◆ Check your understanding
a – In the forum discussion about church services, what attendance figure is given for Paddington Green?
b – In the forum discussion about church services, rewrite the stretch from "AIUI most clergy" through "maybe this summer?", substituting "choir practice" for "Sunday school".
c – Does the forum discussion about church services support each statement? (i) Most clergy consume the wine they consecrate themselves. (ii) Everyone at the service shares a single cup. (iii) One writer says singing appears to be banned again.

AIUI most clergy do in fact consecrate some wine, but consume it themselves.
It's good that the church has children in its congregation - ours are still missing IYSWIM, and haven't yet returned...
The return of Sunday school is on a par with the return of congregational singing for bringing life back to our worship.
Indeed. I look forward to the day - maybe this summer?
A few of our younger folks have been in evidence from time to time, but with nothing like the former regularity or numbers...
Re Paddington Green, an attendance of 60 in these straitened times - and at silly o'clock in the morning! - is not bad at all.
Thank you for all that. For some time now, we've been able to consecrate a cup for the presiding priest, and mini-cups for everyone else. Not the ideal of course, but at least it's available and is safe.
A new infection has led to changes in a range of rules here. The infected man had been at a wide range of locations and then there's the flow-on effect. It looks as if singing is now banned again.

◆ Dataset excerpts
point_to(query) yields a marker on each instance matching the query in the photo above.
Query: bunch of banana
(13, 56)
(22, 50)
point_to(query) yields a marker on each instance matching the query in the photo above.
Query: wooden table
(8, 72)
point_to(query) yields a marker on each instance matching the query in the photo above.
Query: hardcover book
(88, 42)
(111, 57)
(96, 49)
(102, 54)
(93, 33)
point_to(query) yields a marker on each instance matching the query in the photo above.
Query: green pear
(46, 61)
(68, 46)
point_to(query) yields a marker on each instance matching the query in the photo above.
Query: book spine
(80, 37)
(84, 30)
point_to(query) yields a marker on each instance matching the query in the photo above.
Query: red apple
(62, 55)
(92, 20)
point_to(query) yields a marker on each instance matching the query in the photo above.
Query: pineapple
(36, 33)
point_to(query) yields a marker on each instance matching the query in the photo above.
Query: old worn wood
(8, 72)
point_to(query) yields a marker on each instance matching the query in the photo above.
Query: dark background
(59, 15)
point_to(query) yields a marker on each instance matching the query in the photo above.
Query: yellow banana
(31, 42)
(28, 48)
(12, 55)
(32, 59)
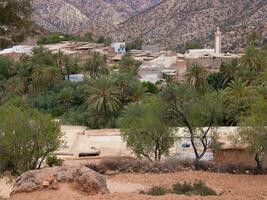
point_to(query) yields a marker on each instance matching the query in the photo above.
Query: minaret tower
(218, 41)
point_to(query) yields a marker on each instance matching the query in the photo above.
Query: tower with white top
(218, 41)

◆ Per-task outputs
a – 60

b –
AIUI most clergy do in fact consecrate some wine, but consume it themselves.
It's good that the church has children in its congregation - ours are still missing IYSWIM, and haven't yet returned...
The return of choir practice is on a par with the return of congregational singing for bringing life back to our worship.
Indeed. I look forward to the day - maybe this summer?

c –
(i) Yes: "AIUI most clergy do in fact consecrate some wine, but consume it themselves."
(ii) No: "we've been able to consecrate a cup for the presiding priest, and mini-cups for everyone else."
(iii) Yes: "It looks as if singing is now banned again."